» **Problem requirements**: Restate the data exactly as given and keep the pictures out.

» **Exercise inputs**:
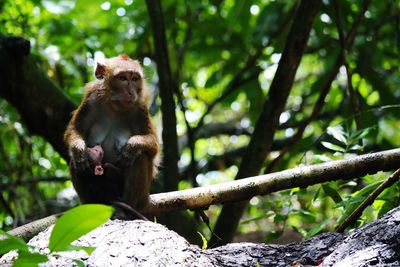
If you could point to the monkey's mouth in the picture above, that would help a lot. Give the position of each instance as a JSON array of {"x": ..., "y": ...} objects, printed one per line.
[{"x": 125, "y": 104}]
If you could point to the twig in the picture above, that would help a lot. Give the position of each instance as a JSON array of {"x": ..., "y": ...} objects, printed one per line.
[
  {"x": 346, "y": 43},
  {"x": 50, "y": 179},
  {"x": 368, "y": 201}
]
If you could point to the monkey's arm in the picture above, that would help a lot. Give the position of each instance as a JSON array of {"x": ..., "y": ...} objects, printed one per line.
[
  {"x": 138, "y": 144},
  {"x": 74, "y": 139}
]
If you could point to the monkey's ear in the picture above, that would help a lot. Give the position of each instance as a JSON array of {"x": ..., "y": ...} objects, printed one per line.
[{"x": 100, "y": 71}]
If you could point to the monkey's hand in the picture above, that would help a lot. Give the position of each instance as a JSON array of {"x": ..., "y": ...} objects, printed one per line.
[
  {"x": 80, "y": 158},
  {"x": 127, "y": 156}
]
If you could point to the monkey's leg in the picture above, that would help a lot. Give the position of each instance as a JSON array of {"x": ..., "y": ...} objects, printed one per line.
[{"x": 138, "y": 178}]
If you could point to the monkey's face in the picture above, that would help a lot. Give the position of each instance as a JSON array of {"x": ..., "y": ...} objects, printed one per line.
[{"x": 125, "y": 90}]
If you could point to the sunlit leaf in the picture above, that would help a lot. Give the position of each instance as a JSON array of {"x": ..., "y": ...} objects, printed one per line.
[
  {"x": 11, "y": 243},
  {"x": 28, "y": 259},
  {"x": 338, "y": 134},
  {"x": 59, "y": 6},
  {"x": 332, "y": 193},
  {"x": 317, "y": 229},
  {"x": 76, "y": 223}
]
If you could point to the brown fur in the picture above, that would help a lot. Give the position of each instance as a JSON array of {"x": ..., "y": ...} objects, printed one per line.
[{"x": 124, "y": 131}]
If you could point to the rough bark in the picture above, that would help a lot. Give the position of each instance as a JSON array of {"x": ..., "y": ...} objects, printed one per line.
[
  {"x": 43, "y": 107},
  {"x": 246, "y": 188},
  {"x": 268, "y": 120},
  {"x": 202, "y": 197},
  {"x": 141, "y": 243}
]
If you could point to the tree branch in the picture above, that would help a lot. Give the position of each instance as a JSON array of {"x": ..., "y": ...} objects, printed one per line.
[
  {"x": 166, "y": 85},
  {"x": 368, "y": 201},
  {"x": 23, "y": 84},
  {"x": 244, "y": 189},
  {"x": 268, "y": 121}
]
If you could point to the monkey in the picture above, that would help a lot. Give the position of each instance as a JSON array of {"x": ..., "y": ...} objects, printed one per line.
[
  {"x": 112, "y": 126},
  {"x": 96, "y": 154}
]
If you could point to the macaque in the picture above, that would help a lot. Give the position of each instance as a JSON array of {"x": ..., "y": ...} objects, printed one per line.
[
  {"x": 96, "y": 154},
  {"x": 112, "y": 131}
]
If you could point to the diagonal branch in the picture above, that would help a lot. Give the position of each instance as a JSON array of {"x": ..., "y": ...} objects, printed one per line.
[{"x": 167, "y": 87}]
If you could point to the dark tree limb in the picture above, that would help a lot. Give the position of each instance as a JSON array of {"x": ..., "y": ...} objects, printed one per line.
[
  {"x": 33, "y": 180},
  {"x": 268, "y": 121},
  {"x": 329, "y": 77},
  {"x": 137, "y": 243},
  {"x": 167, "y": 88},
  {"x": 44, "y": 108}
]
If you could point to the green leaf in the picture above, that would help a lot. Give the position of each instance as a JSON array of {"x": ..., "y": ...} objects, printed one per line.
[
  {"x": 338, "y": 134},
  {"x": 333, "y": 147},
  {"x": 315, "y": 230},
  {"x": 361, "y": 133},
  {"x": 28, "y": 259},
  {"x": 332, "y": 193},
  {"x": 88, "y": 250},
  {"x": 11, "y": 243},
  {"x": 76, "y": 223},
  {"x": 79, "y": 263},
  {"x": 205, "y": 243}
]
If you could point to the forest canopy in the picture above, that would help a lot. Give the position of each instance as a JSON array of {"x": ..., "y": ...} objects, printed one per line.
[{"x": 239, "y": 88}]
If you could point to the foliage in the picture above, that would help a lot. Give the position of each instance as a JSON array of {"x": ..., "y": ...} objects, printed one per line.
[
  {"x": 68, "y": 228},
  {"x": 224, "y": 55}
]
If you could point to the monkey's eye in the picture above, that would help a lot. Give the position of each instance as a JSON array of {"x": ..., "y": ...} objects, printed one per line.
[{"x": 122, "y": 78}]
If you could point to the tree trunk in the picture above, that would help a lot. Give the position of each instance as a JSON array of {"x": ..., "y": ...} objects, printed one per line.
[
  {"x": 143, "y": 243},
  {"x": 267, "y": 123}
]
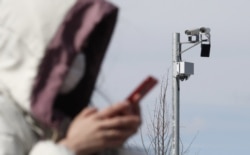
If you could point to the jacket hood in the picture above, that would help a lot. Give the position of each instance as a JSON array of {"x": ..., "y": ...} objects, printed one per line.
[{"x": 39, "y": 40}]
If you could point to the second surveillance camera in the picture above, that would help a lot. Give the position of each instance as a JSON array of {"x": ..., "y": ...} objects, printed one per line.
[{"x": 197, "y": 31}]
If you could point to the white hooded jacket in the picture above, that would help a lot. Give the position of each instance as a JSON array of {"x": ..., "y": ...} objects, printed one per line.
[{"x": 40, "y": 40}]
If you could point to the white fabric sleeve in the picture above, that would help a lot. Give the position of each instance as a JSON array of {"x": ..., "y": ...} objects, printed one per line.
[{"x": 50, "y": 148}]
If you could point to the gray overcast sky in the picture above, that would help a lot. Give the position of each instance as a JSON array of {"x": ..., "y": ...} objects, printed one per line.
[{"x": 215, "y": 100}]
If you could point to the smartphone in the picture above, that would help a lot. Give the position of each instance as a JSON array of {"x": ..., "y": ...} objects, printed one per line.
[{"x": 142, "y": 89}]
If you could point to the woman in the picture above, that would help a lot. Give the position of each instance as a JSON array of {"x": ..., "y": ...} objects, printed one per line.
[{"x": 50, "y": 56}]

» **Full response**:
If you could point to the monkey's mouth in the picture above, that would help a lot. Give the position of each instance as a JSON array of {"x": ..., "y": ...} objects, printed one per line.
[{"x": 125, "y": 104}]
If you could point to the twig in the picture above, that would help a lot. Give the position of each instance as a JSON array of {"x": ..., "y": ...} objects, printed one per line.
[
  {"x": 346, "y": 43},
  {"x": 50, "y": 179},
  {"x": 368, "y": 201}
]
If you could point to the monkey's arm in the picture above, that would help a lot. Give the position of each instance as a JSON array of {"x": ..., "y": ...} objects, printed one per line.
[
  {"x": 138, "y": 144},
  {"x": 74, "y": 139}
]
If you could point to the monkey's ear in the picture above, that would help a lot. Give the position of each instance as a JSON array of {"x": ..., "y": ...} objects, printed one per line.
[{"x": 100, "y": 71}]
If you could point to the monkey's hand in the picture above, that would help a lot. Give the position of each instance as a JSON array of {"x": ..., "y": ...} objects, printed one per line.
[
  {"x": 80, "y": 158},
  {"x": 127, "y": 156}
]
If you could point to the monkey's leg in the picture above, that would help a lot. Give the position of each instance as a JSON array of {"x": ..., "y": ...} objects, printed one per line.
[{"x": 138, "y": 178}]
If you could point to the monkey's face in the picture above, that would help a lot. Give the position of each instance as a JSON array of {"x": ..., "y": ...} objects, printed one per line.
[{"x": 125, "y": 90}]
If you could point to the sunlit leaf in the picture above, that would help a lot. Give the position of each instance as a JSON array of {"x": ..., "y": ...} objects, printed one per line.
[
  {"x": 11, "y": 243},
  {"x": 28, "y": 259},
  {"x": 338, "y": 134},
  {"x": 59, "y": 6},
  {"x": 332, "y": 193},
  {"x": 317, "y": 229},
  {"x": 76, "y": 223}
]
If you could point to the brown fur in the picture above, that would help a lot. Give the position of each instance as a JSON array of {"x": ..., "y": ...} objects, printed one per line.
[{"x": 124, "y": 131}]
If you could point to the rough bark in the picture above, that would help a lot. Give the position of each instance as a JSON array of {"x": ..., "y": ...} objects, printed one per line.
[
  {"x": 43, "y": 107},
  {"x": 246, "y": 188},
  {"x": 268, "y": 120},
  {"x": 202, "y": 197},
  {"x": 141, "y": 243}
]
If you could point to the tree branch in the picture above, that would help a lot. Give the position of each instance as a JSON array of {"x": ..., "y": ...} objects, printed one per line.
[
  {"x": 166, "y": 85},
  {"x": 368, "y": 201},
  {"x": 23, "y": 84},
  {"x": 244, "y": 189},
  {"x": 268, "y": 121}
]
If you could point to the monkey in the picture above, that would help a lot. Give the position of each instance as a JSON array of {"x": ..., "y": ...} objects, printed one per line.
[
  {"x": 112, "y": 126},
  {"x": 96, "y": 154}
]
If you could point to the macaque in the picture above, that would help a lot. Give the position of each instance as a JSON array of {"x": ..., "y": ...} objects, printed one per line.
[
  {"x": 96, "y": 154},
  {"x": 112, "y": 131}
]
If you could point to the diagonal branch in the picture above, that would help a lot. Give the position of each instance as a JSON array of {"x": ..., "y": ...} objects, printed one per line.
[{"x": 167, "y": 87}]
If you could point to the dark tree limb in the picture above, that would help a lot. Give the position of each instance as a JSON array of {"x": ..., "y": ...} objects, printed one per line.
[
  {"x": 33, "y": 180},
  {"x": 268, "y": 121},
  {"x": 329, "y": 77},
  {"x": 137, "y": 243},
  {"x": 167, "y": 88},
  {"x": 44, "y": 108}
]
If you could point to the green leaf in the picture above, that would help a lot. Give the position of each instance as a JSON array of {"x": ..., "y": ...} objects, printed one per line.
[
  {"x": 338, "y": 134},
  {"x": 333, "y": 147},
  {"x": 315, "y": 230},
  {"x": 361, "y": 133},
  {"x": 28, "y": 259},
  {"x": 332, "y": 193},
  {"x": 88, "y": 250},
  {"x": 11, "y": 243},
  {"x": 76, "y": 223},
  {"x": 79, "y": 263},
  {"x": 205, "y": 243}
]
If you could point to the forest canopy in the picture above, that would help a lot. Give the position of each instance as a JSON array of {"x": ..., "y": ...} objects, printed one per line.
[{"x": 239, "y": 88}]
If you could point to the foliage in the picture above, that would help a lot. Give the position of each instance as a JSON array of {"x": ..., "y": ...} objects, printed one per line.
[
  {"x": 68, "y": 228},
  {"x": 224, "y": 55}
]
If you could point to the monkey's eye in the picture above, that would help a lot. Give the position of each instance as a JSON array of {"x": ..., "y": ...} objects, printed one per line.
[{"x": 122, "y": 78}]
If you could point to the tree trunk in the picture above, that would help a lot. Give the position of each instance as a JSON array of {"x": ..., "y": ...} objects, printed one per line.
[
  {"x": 143, "y": 243},
  {"x": 267, "y": 123}
]
If you could point to the jacket hood in the picture above, that would help a lot. Give the position of each instance as a JSON array of {"x": ..., "y": ...} objects, printed one per line.
[{"x": 39, "y": 40}]
If you could point to the second surveillance camera in the picture above, that would help a lot. Give the position of each instance as a JSON array of {"x": ..., "y": ...} objects, printed one per line.
[{"x": 197, "y": 31}]
If you could point to the white hooded jacket in the picture above, that would help a lot. Give the position of each instance as a JSON array of {"x": ..., "y": ...} objects, printed one per line.
[{"x": 40, "y": 40}]
If you could point to the white fabric sleeve in the picture above, that would help a lot. Give the position of each instance as a JSON array of {"x": ..., "y": ...} objects, printed one per line.
[{"x": 50, "y": 148}]
If you could point to the gray overcast sky in the picture above, that would help a lot. Give the position of each instance as a JSON array of {"x": ..., "y": ...} objects, printed one per line.
[{"x": 215, "y": 100}]
If you could point to the smartphone in the picture above, that would help a lot. Give the position of each instance as a JSON array of {"x": ..., "y": ...} objects, printed one per line.
[{"x": 142, "y": 89}]
If you could point to the woman in the picture above, that would help a lot. Give the position of each instance as a JSON array of {"x": ..., "y": ...} objects, printed one per line.
[{"x": 50, "y": 56}]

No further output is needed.